▶ **DO THIS**:
Copy every one of the records below word for word, line by line, with nothing changed.
— start MATERIAL PROVIDED —
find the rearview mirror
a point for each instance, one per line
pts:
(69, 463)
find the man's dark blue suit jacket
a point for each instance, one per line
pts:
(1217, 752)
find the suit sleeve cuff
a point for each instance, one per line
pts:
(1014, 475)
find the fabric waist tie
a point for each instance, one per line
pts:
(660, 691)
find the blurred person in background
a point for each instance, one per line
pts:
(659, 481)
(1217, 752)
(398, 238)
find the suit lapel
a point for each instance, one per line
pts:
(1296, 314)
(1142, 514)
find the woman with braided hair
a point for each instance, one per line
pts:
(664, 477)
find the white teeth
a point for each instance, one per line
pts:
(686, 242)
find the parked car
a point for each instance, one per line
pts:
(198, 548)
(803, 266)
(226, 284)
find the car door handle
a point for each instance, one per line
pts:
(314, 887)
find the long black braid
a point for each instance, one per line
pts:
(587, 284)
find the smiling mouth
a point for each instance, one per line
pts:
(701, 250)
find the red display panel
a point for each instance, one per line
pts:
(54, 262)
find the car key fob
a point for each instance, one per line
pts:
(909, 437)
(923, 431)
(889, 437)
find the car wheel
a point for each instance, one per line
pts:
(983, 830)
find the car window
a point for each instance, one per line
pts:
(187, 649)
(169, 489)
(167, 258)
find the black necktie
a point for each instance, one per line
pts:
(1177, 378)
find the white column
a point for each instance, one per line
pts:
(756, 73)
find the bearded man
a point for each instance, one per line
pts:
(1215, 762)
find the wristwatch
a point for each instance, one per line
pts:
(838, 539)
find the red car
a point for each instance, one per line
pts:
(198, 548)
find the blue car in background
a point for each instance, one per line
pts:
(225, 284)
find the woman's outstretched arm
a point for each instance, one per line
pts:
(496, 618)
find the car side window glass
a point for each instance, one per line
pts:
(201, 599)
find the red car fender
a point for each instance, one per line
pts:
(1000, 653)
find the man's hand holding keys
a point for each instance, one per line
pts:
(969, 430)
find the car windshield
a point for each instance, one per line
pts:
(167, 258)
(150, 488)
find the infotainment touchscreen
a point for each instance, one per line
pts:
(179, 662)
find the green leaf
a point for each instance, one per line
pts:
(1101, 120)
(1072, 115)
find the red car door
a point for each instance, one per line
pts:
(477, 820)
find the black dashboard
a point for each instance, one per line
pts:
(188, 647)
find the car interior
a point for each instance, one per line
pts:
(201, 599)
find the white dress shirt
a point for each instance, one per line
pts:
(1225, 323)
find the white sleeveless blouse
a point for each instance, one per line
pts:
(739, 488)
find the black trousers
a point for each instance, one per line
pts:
— end MATERIAL PROVIDED —
▶ **WRITTEN RESPONSE**:
find the rearview mirror
a point for each instance, one per line
pts:
(69, 463)
find the man's dark blue suit jacket
a point for each instance, one per line
pts:
(1217, 752)
find the suit sleeve cuff
a point for each instance, one per line
pts:
(1014, 475)
find the fabric waist tie
a point for each instance, one per line
pts:
(660, 691)
find the blurred person in background
a point for each instance, one per line
pts:
(659, 481)
(1217, 752)
(398, 238)
find the suit lapel
a point for each instance, one per line
pts:
(1296, 314)
(1142, 514)
find the woman with braided hair
a point for each instance, one per line
pts:
(664, 477)
find the white teeth
a point for each instance, one per line
pts:
(686, 242)
find the parked car
a point for each instance, one per line
pts:
(198, 548)
(803, 266)
(226, 284)
find the car door handle
a point for each instance, one per line
pts:
(314, 887)
find the long black braid
a point for each instance, one per line
pts:
(587, 284)
find the smiling mouth
a point for each instance, one per line
pts:
(701, 250)
find the red display panel
a point for each instance, one per line
pts:
(54, 262)
find the car key fob
a point for each instance, one per line
pts:
(909, 437)
(923, 431)
(889, 437)
find the car wheel
a point for each instance, one per line
pts:
(983, 830)
find the car window
a point for each instance, one per line
pts:
(187, 649)
(169, 489)
(167, 258)
find the black necktie
a point for each instance, one per line
pts:
(1177, 378)
find the white column
a point for each instance, one per line
pts:
(756, 73)
find the bearded man
a point for each instance, one per line
pts:
(1215, 762)
find the wristwatch
a point for each instance, one per line
pts:
(838, 539)
find the red car
a point for each instance, one per line
pts:
(198, 548)
find the blue car in background
a point for each instance, one per line
pts:
(225, 284)
find the woman's outstretched arm
a point for each instance, one per line
pts:
(496, 618)
find the car side window glass
a point for each instance, one per line
pts:
(201, 599)
find the red car fender
a point for each instance, one per line
pts:
(1000, 653)
find the man's hand holding keys
a point for each instance, one per line
pts:
(969, 430)
find the car windshield
a point for each instance, one per line
pts:
(167, 258)
(150, 488)
find the infotainment touchscreen
a point for each instance, one per line
pts:
(179, 662)
find the green leaf
a point for each instance, one per line
pts:
(1101, 120)
(1072, 115)
find the red car door
a point for each instance, one per line
pts:
(477, 820)
find the black dashboard
a point for each instance, one per line
pts:
(188, 647)
find the car interior
a point for each instance, one per line
pts:
(201, 599)
find the white dress shirt
a point for each instance, one per line
pts:
(1225, 323)
find the white sleeveless blouse
a point for each instance, one per line
pts:
(739, 488)
find the black trousers
a point for each instance, one per line
pts:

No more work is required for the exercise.